━━ Extracted data

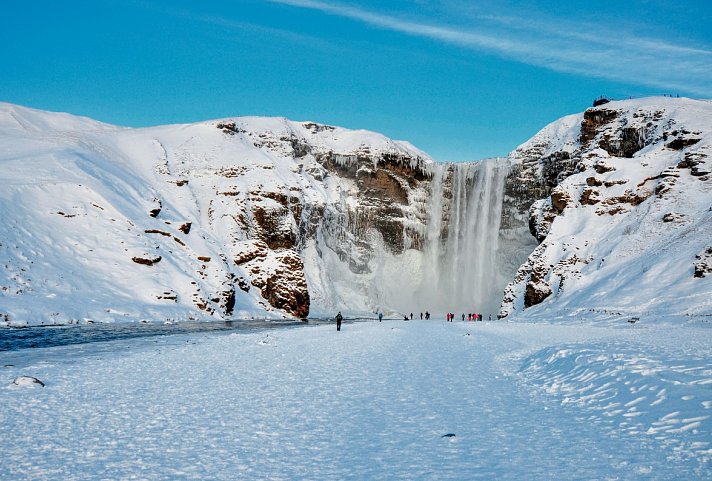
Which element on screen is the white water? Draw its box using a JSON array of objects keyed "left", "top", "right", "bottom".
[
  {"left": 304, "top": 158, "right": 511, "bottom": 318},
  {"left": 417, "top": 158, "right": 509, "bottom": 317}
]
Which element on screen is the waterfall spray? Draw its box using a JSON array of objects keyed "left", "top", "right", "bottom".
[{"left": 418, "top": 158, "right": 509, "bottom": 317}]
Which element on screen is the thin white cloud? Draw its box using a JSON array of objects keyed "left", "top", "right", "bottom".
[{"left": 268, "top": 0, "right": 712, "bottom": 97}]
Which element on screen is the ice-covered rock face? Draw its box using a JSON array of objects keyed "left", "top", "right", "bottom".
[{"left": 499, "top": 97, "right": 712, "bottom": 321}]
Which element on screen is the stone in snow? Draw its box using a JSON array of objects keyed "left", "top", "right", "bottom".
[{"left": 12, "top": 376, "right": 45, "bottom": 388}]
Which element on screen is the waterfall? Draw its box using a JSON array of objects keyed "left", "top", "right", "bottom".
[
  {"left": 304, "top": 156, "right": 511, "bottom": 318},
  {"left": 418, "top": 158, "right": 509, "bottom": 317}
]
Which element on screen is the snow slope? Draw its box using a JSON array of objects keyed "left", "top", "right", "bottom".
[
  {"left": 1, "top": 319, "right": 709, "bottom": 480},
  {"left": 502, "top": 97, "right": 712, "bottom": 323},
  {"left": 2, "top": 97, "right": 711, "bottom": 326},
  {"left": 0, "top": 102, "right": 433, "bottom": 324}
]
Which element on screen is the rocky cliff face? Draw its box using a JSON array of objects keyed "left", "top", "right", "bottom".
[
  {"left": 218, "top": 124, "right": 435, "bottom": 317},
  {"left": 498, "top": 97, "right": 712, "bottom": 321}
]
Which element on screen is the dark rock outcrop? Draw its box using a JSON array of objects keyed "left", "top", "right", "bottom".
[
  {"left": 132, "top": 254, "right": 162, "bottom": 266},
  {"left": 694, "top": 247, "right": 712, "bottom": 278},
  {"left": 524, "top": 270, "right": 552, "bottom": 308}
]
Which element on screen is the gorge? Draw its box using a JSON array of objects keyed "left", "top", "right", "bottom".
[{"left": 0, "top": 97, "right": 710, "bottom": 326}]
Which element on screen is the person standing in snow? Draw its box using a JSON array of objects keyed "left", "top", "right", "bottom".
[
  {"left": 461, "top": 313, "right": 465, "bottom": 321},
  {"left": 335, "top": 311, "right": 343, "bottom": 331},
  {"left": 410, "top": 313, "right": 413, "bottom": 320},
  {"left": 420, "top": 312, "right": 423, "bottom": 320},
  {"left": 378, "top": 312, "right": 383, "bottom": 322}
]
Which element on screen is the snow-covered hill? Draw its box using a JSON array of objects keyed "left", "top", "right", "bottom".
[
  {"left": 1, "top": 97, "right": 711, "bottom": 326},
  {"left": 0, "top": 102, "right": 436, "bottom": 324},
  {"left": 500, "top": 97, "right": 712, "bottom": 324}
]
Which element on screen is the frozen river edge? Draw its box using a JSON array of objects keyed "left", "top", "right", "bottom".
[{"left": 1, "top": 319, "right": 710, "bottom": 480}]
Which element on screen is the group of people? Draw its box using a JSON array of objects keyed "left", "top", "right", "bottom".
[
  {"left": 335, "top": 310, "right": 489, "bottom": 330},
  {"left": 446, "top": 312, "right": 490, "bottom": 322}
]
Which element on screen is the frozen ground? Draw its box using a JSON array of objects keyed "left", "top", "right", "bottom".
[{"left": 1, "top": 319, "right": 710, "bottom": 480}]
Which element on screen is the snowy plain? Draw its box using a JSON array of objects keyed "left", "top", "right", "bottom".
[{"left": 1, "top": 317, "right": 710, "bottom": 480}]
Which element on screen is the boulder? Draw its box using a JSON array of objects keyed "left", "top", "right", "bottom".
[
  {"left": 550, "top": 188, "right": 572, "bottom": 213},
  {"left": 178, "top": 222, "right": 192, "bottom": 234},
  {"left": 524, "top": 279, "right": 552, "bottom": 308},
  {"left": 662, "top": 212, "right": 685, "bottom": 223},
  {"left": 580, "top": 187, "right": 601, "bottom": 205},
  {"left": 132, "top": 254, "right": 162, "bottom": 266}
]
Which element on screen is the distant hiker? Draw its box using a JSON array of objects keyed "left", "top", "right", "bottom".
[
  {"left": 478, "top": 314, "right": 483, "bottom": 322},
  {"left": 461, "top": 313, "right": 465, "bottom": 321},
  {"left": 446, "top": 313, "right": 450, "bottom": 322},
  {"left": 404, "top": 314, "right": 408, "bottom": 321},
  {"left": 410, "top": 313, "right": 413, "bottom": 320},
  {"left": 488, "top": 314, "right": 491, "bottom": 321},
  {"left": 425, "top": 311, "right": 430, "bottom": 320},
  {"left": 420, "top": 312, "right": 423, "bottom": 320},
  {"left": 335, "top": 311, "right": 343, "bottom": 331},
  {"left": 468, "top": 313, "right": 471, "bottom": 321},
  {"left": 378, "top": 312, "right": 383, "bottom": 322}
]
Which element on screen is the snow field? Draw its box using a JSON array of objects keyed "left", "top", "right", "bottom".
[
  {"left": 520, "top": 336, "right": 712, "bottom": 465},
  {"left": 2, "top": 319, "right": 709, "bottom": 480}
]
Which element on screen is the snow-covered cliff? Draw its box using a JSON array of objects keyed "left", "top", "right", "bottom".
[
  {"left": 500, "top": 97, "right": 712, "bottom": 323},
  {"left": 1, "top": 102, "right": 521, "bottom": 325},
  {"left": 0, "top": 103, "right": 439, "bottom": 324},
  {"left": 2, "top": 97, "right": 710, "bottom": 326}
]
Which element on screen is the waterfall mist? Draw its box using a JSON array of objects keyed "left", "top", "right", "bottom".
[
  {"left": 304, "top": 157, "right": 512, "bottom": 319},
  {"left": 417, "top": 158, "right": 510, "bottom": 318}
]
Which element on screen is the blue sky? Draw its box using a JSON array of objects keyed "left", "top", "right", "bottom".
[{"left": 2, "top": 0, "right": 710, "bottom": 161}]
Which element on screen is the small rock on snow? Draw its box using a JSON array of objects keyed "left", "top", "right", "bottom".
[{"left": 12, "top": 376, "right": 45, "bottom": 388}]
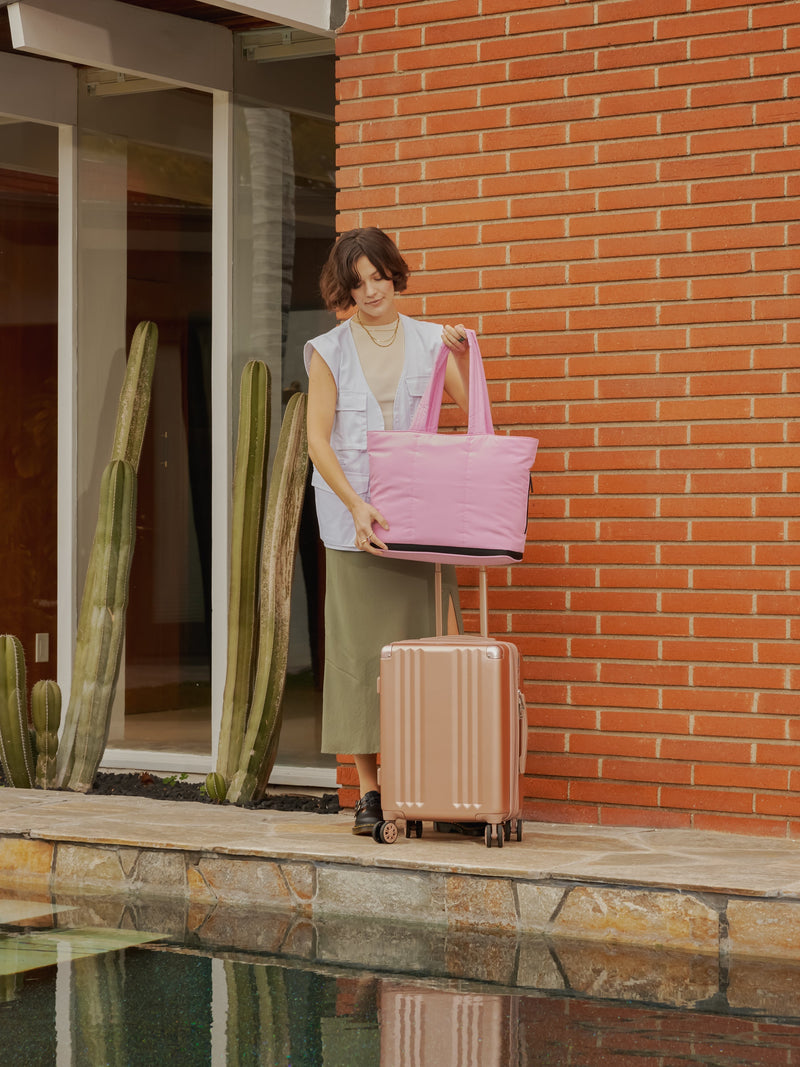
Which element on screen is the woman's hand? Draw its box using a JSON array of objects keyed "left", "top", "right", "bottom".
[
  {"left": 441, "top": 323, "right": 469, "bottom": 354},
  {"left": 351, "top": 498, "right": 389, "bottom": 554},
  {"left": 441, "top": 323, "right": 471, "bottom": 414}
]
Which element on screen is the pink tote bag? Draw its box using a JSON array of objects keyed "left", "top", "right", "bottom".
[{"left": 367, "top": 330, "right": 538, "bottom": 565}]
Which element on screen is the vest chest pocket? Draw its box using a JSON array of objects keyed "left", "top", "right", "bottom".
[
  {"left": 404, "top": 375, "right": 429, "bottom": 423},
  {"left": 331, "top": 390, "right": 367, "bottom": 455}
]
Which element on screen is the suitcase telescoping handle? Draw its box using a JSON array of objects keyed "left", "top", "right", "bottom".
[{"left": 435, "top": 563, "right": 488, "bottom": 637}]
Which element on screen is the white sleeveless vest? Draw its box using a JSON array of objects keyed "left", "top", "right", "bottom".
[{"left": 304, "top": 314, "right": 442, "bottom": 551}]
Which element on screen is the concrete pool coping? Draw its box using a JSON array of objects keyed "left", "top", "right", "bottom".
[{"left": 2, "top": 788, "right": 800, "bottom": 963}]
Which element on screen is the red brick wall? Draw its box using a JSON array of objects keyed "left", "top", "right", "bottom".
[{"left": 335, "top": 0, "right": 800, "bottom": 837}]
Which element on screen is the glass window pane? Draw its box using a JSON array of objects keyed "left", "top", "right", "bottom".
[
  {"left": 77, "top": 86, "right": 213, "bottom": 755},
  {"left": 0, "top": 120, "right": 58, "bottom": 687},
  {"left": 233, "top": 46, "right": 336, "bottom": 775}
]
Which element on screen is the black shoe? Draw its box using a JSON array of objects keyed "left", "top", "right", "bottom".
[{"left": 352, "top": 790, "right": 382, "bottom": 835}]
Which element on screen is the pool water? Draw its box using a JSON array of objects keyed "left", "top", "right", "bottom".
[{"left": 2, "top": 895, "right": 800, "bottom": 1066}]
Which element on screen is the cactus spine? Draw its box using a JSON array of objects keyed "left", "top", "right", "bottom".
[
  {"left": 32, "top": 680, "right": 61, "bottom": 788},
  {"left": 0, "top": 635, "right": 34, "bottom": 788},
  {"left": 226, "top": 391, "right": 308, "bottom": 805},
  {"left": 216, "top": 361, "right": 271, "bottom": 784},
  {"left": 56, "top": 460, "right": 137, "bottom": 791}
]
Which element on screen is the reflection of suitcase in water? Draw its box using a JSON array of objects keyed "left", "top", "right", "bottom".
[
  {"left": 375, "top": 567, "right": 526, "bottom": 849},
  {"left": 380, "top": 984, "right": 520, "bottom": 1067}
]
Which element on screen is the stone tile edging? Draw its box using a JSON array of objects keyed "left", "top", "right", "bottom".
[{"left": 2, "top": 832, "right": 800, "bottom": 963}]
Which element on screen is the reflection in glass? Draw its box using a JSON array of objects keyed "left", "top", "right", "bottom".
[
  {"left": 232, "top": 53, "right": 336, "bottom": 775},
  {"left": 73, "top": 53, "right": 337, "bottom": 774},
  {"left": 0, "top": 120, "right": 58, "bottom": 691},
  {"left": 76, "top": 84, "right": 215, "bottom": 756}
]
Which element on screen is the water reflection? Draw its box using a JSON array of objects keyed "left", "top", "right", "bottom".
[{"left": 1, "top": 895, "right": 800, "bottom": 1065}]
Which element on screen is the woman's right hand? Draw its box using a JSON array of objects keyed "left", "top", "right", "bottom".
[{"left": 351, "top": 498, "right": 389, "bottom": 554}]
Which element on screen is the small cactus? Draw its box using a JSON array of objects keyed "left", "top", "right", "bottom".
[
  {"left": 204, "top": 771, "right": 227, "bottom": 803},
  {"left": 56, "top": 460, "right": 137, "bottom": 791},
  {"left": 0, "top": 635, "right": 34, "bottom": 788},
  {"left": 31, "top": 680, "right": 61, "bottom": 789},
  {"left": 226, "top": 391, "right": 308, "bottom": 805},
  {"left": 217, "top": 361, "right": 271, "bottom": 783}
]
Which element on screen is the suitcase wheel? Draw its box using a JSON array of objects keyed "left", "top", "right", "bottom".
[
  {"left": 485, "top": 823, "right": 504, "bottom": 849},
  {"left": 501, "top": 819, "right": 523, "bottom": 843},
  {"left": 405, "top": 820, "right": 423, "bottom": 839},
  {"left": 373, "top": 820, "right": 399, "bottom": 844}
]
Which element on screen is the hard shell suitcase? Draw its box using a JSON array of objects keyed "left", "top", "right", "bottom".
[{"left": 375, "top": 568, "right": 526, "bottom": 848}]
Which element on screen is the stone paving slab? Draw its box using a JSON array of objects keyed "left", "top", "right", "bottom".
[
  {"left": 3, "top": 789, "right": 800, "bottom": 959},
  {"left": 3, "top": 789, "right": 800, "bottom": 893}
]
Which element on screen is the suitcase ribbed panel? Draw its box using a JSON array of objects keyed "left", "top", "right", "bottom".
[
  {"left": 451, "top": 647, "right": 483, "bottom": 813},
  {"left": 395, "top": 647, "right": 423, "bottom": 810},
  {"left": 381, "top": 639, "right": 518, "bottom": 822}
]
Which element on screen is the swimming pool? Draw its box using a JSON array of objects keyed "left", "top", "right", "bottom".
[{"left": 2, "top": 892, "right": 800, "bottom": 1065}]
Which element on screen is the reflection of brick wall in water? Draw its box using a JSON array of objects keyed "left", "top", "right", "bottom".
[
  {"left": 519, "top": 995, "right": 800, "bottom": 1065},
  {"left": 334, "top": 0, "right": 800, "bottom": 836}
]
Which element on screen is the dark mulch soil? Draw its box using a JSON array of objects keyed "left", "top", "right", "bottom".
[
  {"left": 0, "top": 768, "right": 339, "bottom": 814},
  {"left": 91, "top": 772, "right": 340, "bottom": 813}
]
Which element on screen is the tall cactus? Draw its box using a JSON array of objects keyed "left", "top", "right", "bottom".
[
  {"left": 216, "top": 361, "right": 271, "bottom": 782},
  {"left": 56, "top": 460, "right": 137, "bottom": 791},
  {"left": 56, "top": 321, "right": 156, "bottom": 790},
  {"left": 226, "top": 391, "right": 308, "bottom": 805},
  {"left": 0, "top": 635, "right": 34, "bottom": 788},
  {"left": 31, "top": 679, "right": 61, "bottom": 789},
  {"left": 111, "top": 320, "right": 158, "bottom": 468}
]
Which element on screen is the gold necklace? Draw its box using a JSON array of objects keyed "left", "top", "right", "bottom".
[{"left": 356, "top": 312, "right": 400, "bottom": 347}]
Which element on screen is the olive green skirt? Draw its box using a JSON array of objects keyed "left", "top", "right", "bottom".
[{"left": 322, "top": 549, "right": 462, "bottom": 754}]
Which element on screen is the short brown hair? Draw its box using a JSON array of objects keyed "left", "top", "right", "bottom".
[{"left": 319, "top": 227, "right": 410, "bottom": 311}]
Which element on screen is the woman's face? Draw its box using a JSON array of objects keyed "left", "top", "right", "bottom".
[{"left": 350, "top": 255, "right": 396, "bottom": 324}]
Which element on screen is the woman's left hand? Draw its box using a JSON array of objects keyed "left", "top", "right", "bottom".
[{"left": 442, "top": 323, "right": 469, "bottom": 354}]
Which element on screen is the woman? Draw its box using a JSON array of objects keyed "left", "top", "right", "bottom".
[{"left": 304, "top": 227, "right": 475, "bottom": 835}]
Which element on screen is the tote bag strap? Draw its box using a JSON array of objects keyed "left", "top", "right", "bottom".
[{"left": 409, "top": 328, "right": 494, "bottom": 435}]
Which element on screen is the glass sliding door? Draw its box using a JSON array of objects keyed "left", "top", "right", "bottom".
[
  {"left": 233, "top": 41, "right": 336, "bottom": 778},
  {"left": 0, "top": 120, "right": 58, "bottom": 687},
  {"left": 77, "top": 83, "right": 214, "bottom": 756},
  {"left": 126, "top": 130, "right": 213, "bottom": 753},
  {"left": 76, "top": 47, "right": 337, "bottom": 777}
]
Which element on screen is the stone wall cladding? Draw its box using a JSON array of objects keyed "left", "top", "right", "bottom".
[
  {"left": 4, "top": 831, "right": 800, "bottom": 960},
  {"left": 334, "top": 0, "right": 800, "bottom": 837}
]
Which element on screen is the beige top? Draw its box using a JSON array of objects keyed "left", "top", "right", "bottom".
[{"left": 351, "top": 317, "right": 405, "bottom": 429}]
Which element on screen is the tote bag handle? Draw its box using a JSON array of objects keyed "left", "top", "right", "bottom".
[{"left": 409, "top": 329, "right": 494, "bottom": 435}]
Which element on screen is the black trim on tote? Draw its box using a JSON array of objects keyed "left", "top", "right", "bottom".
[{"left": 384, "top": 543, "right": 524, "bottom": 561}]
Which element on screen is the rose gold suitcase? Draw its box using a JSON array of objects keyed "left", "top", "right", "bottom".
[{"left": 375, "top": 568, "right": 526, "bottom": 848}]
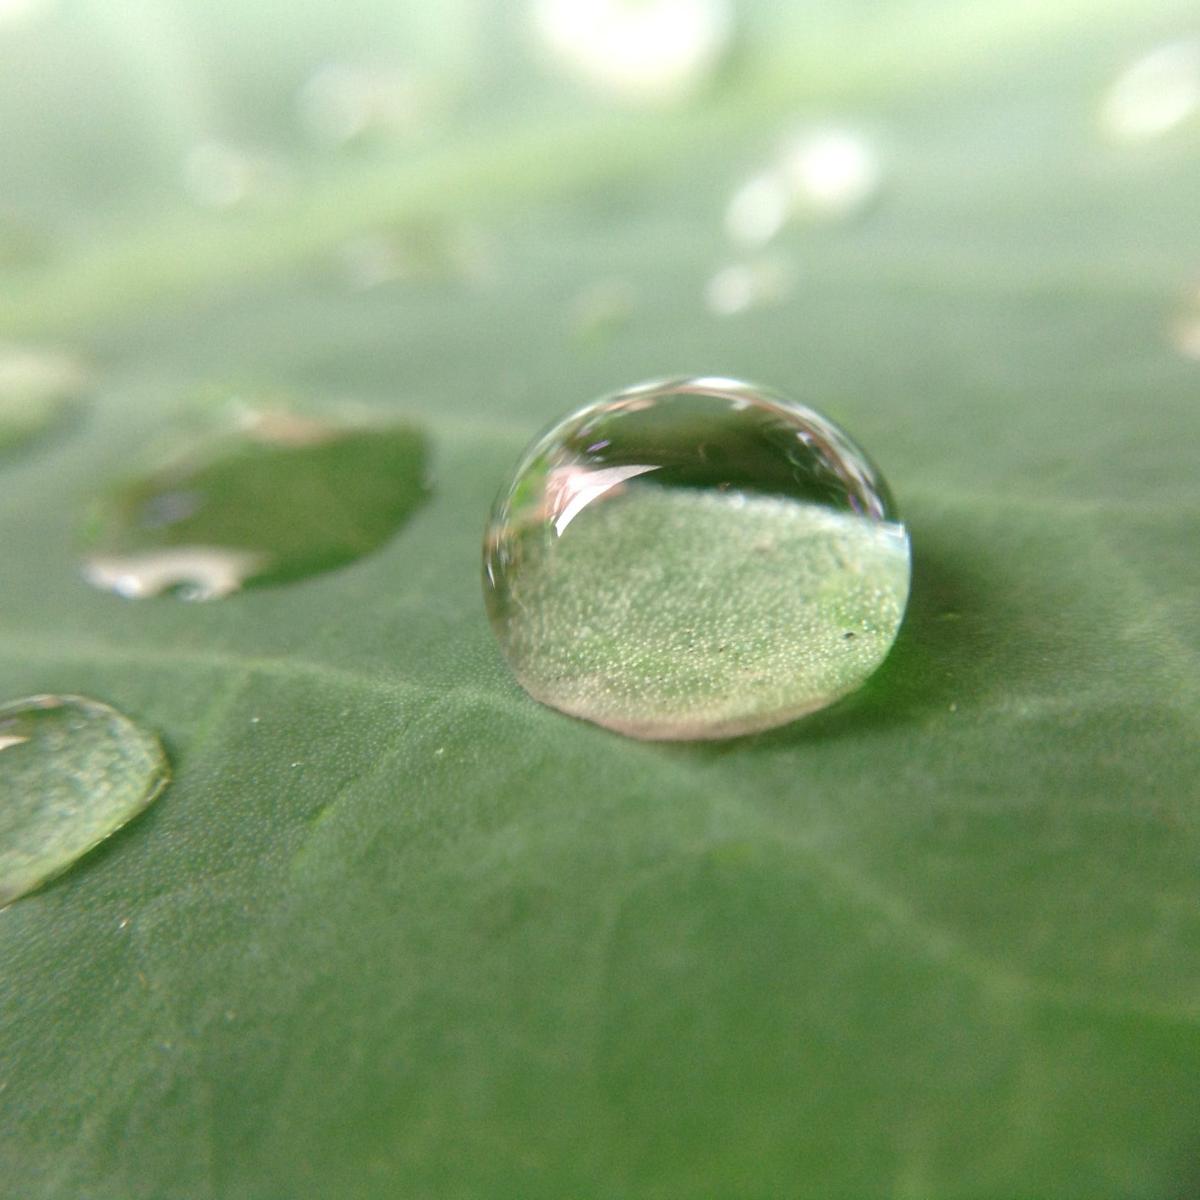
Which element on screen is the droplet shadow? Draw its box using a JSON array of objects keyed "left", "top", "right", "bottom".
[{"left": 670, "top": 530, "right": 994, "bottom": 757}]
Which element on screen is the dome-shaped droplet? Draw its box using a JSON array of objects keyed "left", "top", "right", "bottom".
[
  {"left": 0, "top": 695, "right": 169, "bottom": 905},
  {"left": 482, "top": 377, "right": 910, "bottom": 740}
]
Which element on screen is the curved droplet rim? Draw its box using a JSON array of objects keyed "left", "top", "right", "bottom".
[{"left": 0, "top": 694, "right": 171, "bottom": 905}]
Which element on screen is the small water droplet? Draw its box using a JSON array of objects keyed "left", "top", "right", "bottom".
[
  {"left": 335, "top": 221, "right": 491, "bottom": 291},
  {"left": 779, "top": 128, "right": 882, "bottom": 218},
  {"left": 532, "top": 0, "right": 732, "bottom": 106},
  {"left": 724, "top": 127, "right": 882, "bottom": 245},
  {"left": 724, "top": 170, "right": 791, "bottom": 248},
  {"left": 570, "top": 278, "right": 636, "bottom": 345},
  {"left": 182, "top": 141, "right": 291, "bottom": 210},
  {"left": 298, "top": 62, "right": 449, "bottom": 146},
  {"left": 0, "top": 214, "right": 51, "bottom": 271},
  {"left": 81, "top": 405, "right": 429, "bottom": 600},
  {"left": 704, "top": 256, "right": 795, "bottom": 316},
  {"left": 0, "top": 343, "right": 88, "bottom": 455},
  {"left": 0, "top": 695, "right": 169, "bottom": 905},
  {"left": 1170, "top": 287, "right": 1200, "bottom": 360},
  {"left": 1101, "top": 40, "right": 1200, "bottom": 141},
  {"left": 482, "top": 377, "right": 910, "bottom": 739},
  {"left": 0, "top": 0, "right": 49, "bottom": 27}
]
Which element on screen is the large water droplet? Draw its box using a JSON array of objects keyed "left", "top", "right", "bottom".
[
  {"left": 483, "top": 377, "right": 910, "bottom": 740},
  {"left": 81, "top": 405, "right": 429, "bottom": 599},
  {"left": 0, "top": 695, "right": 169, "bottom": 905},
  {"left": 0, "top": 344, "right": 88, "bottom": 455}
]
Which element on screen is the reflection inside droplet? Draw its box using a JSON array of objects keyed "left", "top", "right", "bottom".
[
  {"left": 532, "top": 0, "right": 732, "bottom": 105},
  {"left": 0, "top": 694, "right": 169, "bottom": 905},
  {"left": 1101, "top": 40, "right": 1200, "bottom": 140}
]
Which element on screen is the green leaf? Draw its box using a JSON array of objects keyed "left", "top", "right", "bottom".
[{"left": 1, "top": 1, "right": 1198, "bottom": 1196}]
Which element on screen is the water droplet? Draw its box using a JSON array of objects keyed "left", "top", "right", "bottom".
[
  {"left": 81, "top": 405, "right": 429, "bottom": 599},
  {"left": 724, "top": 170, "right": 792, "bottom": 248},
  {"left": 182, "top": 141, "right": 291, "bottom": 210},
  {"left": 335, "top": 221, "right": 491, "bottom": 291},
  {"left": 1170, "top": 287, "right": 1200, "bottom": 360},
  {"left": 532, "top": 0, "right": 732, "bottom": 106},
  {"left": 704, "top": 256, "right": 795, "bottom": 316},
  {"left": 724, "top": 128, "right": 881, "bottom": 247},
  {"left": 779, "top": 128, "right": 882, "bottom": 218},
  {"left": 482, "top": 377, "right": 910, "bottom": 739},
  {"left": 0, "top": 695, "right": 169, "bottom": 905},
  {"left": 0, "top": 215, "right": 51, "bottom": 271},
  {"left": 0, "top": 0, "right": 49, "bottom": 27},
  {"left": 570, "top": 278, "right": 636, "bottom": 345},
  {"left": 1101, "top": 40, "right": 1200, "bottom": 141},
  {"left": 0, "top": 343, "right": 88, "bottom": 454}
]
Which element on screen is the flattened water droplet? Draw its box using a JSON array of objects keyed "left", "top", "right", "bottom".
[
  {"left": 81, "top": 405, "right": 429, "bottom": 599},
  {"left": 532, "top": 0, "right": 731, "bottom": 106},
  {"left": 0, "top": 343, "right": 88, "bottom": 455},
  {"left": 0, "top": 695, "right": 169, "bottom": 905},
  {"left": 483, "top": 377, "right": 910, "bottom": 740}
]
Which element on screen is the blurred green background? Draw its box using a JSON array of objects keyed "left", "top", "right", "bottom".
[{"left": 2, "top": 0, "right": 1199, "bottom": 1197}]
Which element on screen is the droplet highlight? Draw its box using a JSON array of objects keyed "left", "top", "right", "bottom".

━━━━

*What is being asked:* Exactly and exclusively, repeat the lines from the line that contains "Which element on screen is the blurred" through the end of the records, both ends included.

*Result of the task:*
Which element on screen is the blurred green background? Draw its box using a JSON array of objects keyed "left", "top", "right", "bottom".
[{"left": 2, "top": 0, "right": 1199, "bottom": 1197}]
Which element on screen is the droplet highlight? Draw its box using a JSON array of objects keyed "left", "top", "right", "bottom".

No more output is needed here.